The resource argument extends further into the future, when these American children later receive the right to vote, attend cheaper post-secondary education, and acquire visas for family members. Some U.S. politicians have framed this as ‘cheating’ the immigration system, leading into their second argument – that “birth tourism” damages the integrity of American citizenship. Scholars note the U.S. “birth tourism” discourse is often framed as “an attack on the sanctity of American citizenship”; for example, a White House statement claimed the ruling was needed to “enhance the integrity” of the immigration system. This side of the controversy more openly reflects the racist roots of the fear over “birth tourism”.
“Birth tourism” discourse in the U.S. is heavily racist in its rhetoric. Acting U.S. representatives have referred to pregnant migrants entering the country with offensive and derogatory phrases that include “dropping babies”, “rats [who] multiply”, “anchor babies”, “invasion by birth canal”, and “terror babies”. While running as a presidential candidate, Jeb Bush infamously declared that his use of the term ‘anchor baby’ was not directed at the Hispanic population, but “frankly . . . Asian people”. He is certainly not an outlier. One study found that one of the defining characteristics of birthright citizenship discourse amongst U.S. Republican candidates was the targeting of Latina and Asian women as threats to American society and values. The racialisation of “birth tourism” conforms to a long pattern of criticizing racialised women for ‘unethical’ reproductive decisions, often the idea that women have children to gain state resources.
Unlike the argument for protection of medical resources, American racism is reflected in the year-old ruling. The ban on pregnant travellers on B-visas does not extend to those from the 38 countries in the Visa Waiver Program, most of which are majority-white and European. The restrictions still allow for pregnant visitors from these states, affecting primarily non-white visitors.
While some may justify the ruling on the grounds that the U.S. has the right to patrol its own borders, this ban actively harms the mobility and agency of vulnerable migrants. Not all so-called “birth tourists” enter the United States in search of citizenship for their child, as the ruling suggests. Some mothers travel for health care that may otherwise be unavailable to them. The 2020 restrictions have no exemptions for those who seek American healthcare for their own safety and wellbeing. A State Department official commented on these mothers in an anonymous interview: “People will die because of this.”

• [Problem description] Output the full passage on U.S. "birth tourism" word for word. Work from the passage on U.S. "birth tourism" alone.

(Saved entries)
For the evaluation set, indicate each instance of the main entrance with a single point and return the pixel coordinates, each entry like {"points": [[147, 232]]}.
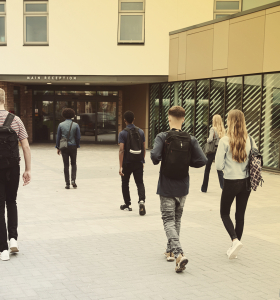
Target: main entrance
{"points": [[96, 114]]}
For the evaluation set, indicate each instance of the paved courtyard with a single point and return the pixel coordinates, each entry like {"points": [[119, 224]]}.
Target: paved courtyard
{"points": [[78, 244]]}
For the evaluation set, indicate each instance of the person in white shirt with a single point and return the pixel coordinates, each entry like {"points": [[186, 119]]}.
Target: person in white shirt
{"points": [[232, 158]]}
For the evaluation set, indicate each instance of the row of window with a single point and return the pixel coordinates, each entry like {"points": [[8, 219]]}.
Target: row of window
{"points": [[36, 22]]}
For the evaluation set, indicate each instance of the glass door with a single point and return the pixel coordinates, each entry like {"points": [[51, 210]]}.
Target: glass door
{"points": [[106, 122], [86, 118]]}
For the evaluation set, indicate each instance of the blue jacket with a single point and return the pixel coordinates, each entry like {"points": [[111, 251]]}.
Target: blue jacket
{"points": [[63, 130], [168, 187]]}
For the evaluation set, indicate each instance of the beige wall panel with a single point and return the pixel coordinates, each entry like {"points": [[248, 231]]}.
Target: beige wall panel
{"points": [[247, 17], [219, 73], [220, 47], [181, 77], [192, 31], [246, 41], [199, 55], [173, 59], [272, 43], [182, 53], [272, 10]]}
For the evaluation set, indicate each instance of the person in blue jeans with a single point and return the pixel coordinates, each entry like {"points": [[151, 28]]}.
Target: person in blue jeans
{"points": [[73, 143], [216, 132]]}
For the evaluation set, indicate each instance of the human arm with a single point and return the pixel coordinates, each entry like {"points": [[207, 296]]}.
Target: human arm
{"points": [[198, 158], [220, 155], [156, 152], [121, 155], [27, 157]]}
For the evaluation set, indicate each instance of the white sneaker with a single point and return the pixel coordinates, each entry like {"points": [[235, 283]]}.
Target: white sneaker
{"points": [[236, 246], [13, 246], [228, 252], [5, 255]]}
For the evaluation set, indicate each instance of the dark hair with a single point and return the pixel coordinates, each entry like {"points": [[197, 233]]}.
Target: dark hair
{"points": [[177, 112], [68, 113], [129, 116]]}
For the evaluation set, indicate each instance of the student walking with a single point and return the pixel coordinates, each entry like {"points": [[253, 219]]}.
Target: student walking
{"points": [[132, 153], [70, 131], [216, 132], [12, 130], [232, 157], [177, 151]]}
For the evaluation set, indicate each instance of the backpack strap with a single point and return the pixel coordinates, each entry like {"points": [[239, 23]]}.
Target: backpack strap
{"points": [[9, 120]]}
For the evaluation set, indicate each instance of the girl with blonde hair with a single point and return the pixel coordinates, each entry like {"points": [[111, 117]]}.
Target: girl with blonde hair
{"points": [[232, 158], [216, 132]]}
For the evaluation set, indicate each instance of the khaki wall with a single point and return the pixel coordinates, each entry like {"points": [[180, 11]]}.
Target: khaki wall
{"points": [[244, 45], [136, 99]]}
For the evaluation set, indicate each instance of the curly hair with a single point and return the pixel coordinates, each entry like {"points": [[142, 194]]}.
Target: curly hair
{"points": [[237, 134], [68, 113]]}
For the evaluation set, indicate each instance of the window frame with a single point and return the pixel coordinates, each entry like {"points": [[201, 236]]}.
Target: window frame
{"points": [[35, 14], [4, 14], [131, 13]]}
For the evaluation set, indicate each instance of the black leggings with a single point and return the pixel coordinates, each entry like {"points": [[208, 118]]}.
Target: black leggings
{"points": [[234, 188]]}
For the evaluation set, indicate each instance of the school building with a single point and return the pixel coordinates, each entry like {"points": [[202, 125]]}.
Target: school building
{"points": [[102, 58]]}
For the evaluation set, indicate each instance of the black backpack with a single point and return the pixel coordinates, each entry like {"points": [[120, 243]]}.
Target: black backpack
{"points": [[176, 155], [134, 150], [9, 152]]}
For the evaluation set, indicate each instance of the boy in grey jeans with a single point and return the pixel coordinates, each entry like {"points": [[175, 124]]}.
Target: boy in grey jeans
{"points": [[173, 192]]}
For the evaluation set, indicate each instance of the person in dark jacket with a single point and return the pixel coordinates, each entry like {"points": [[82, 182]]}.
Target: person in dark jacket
{"points": [[173, 192], [73, 143]]}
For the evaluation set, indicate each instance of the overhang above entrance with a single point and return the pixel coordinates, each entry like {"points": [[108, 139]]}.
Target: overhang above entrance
{"points": [[83, 79]]}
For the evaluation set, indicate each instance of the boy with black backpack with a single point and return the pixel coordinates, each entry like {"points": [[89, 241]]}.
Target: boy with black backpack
{"points": [[12, 130], [177, 151], [132, 158]]}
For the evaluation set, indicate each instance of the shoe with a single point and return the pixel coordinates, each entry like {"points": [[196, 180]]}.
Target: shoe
{"points": [[169, 256], [5, 255], [228, 252], [236, 246], [142, 210], [181, 261], [74, 184], [126, 207], [13, 246]]}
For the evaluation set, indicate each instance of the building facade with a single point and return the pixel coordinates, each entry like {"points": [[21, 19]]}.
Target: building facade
{"points": [[230, 63]]}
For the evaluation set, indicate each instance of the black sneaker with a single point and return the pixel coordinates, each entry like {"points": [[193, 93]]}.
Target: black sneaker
{"points": [[74, 184], [126, 207], [142, 209]]}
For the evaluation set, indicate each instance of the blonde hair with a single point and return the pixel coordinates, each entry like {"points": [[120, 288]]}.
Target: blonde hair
{"points": [[219, 126], [237, 134], [2, 96]]}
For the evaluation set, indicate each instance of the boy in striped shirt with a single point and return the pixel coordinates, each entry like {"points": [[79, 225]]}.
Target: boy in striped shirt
{"points": [[9, 182]]}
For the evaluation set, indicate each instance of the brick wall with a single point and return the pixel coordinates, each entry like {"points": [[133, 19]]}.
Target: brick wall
{"points": [[25, 104]]}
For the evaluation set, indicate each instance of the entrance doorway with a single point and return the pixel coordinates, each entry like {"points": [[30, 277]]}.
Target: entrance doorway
{"points": [[95, 114]]}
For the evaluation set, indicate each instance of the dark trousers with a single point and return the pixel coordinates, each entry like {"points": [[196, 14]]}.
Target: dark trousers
{"points": [[137, 170], [234, 189], [70, 152], [9, 181], [204, 186]]}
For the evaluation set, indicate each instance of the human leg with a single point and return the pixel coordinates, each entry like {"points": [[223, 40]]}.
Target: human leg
{"points": [[125, 184], [210, 158], [241, 204]]}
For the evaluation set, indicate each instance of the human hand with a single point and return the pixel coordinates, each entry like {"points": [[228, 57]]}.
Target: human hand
{"points": [[26, 177], [120, 172]]}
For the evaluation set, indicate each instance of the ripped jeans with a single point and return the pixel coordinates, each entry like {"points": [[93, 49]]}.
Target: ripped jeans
{"points": [[171, 211]]}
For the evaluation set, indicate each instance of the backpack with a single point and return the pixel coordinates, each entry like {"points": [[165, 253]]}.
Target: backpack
{"points": [[9, 152], [134, 145], [254, 167], [176, 155]]}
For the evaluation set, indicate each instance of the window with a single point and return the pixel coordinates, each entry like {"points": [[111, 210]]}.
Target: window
{"points": [[131, 21], [36, 21], [2, 23], [226, 7]]}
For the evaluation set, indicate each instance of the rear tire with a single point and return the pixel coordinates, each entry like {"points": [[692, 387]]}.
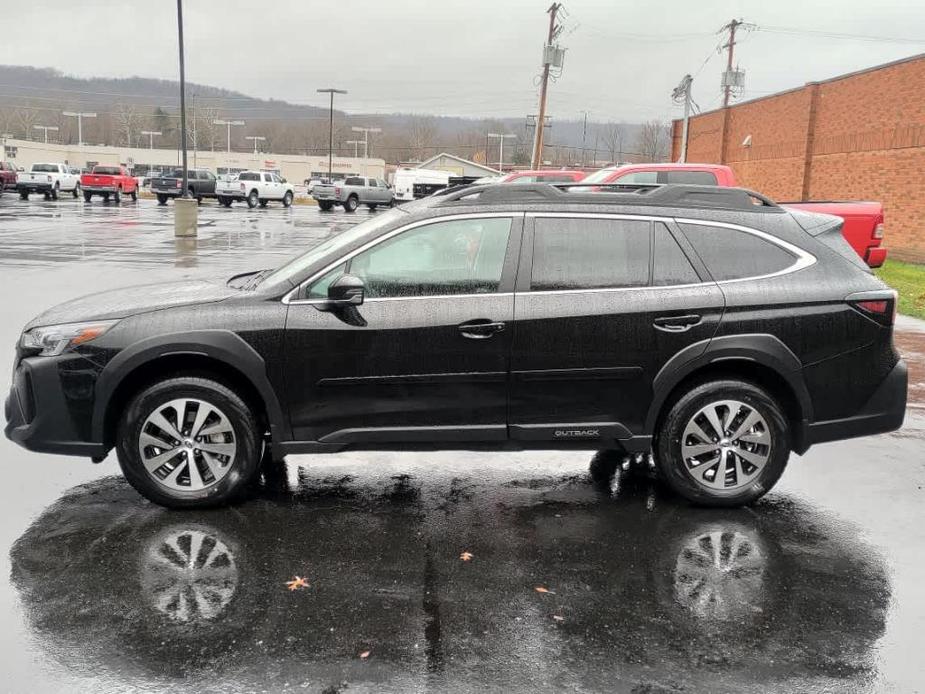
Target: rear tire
{"points": [[750, 460], [231, 475]]}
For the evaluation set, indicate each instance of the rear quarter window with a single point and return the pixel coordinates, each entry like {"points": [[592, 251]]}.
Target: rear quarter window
{"points": [[732, 254]]}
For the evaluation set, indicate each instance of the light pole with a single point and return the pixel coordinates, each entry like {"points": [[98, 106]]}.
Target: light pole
{"points": [[366, 132], [256, 139], [80, 116], [46, 128], [228, 123], [500, 137], [151, 134], [332, 92]]}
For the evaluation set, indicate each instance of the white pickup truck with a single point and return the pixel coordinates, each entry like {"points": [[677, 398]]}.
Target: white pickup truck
{"points": [[48, 179], [254, 188]]}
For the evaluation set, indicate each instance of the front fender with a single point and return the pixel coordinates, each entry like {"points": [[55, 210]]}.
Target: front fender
{"points": [[223, 346]]}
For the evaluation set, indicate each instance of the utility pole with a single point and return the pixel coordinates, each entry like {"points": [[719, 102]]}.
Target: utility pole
{"points": [[727, 86], [550, 56], [80, 117], [46, 128], [683, 91], [228, 123], [151, 134], [500, 137], [332, 92]]}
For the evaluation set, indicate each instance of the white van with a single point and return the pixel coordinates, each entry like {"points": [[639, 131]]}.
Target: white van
{"points": [[404, 179]]}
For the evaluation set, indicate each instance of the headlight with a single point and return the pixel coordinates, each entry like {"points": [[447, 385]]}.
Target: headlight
{"points": [[53, 340]]}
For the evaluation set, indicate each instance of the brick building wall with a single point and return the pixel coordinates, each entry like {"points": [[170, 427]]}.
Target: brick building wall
{"points": [[858, 136]]}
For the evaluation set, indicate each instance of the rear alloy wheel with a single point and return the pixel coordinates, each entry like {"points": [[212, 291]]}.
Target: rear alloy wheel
{"points": [[724, 443], [189, 442]]}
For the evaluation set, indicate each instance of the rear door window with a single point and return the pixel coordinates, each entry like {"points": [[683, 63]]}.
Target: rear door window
{"points": [[732, 254], [580, 253], [700, 178]]}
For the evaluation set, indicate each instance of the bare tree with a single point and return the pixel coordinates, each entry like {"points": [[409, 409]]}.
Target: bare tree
{"points": [[615, 141], [652, 143]]}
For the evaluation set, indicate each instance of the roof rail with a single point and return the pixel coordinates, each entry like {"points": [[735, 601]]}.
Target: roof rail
{"points": [[662, 194]]}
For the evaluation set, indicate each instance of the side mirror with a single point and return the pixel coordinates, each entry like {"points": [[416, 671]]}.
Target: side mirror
{"points": [[347, 290]]}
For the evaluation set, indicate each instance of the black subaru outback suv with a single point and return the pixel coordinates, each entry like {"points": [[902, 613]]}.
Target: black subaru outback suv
{"points": [[707, 325]]}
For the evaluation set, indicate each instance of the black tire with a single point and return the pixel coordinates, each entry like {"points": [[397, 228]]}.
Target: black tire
{"points": [[245, 466], [672, 466]]}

• [Solution below]
The resource argument extends further into the future, when these American children later receive the right to vote, attend cheaper post-secondary education, and acquire visas for family members. Some U.S. politicians have framed this as ‘cheating’ the immigration system, leading into their second argument – that “birth tourism” damages the integrity of American citizenship. Scholars note the U.S. “birth tourism” discourse is often framed as “an attack on the sanctity of American citizenship”; for example, a White House statement claimed the ruling was needed to “enhance the integrity” of the immigration system. This side of the controversy more openly reflects the racist roots of the fear over “birth tourism”.
“Birth tourism” discourse in the U.S. is heavily racist in its rhetoric. Acting U.S. representatives have referred to pregnant migrants entering the country with offensive and derogatory phrases that include “dropping babies”, “rats [who] multiply”, “anchor babies”, “invasion by birth canal”, and “terror babies”. While running as a presidential candidate, Jeb Bush infamously declared that his use of the term ‘anchor baby’ was not directed at the Hispanic population, but “frankly . . . Asian people”. He is certainly not an outlier. One study found that one of the defining characteristics of birthright citizenship discourse amongst U.S. Republican candidates was the targeting of Latina and Asian women as threats to American society and values. The racialisation of “birth tourism” conforms to a long pattern of criticizing racialised women for ‘unethical’ reproductive decisions, often the idea that women have children to gain state resources.
Unlike the argument for protection of medical resources, American racism is reflected in the year-old ruling. The ban on pregnant travellers on B-visas does not extend to those from the 38 countries in the Visa Waiver Program, most of which are majority-white and European. The restrictions still allow for pregnant visitors from these states, affecting primarily non-white visitors.
While some may justify the ruling on the grounds that the U.S. has the right to patrol its own borders, this ban actively harms the mobility and agency of vulnerable migrants. Not all so-called “birth tourists” enter the United States in search of citizenship for their child, as the ruling suggests. Some mothers travel for health care that may otherwise be unavailable to them. The 2020 restrictions have no exemptions for those who seek American healthcare for their own safety and wellbeing. A State Department official commented on these mothers in an anonymous interview: “People will die because of this.”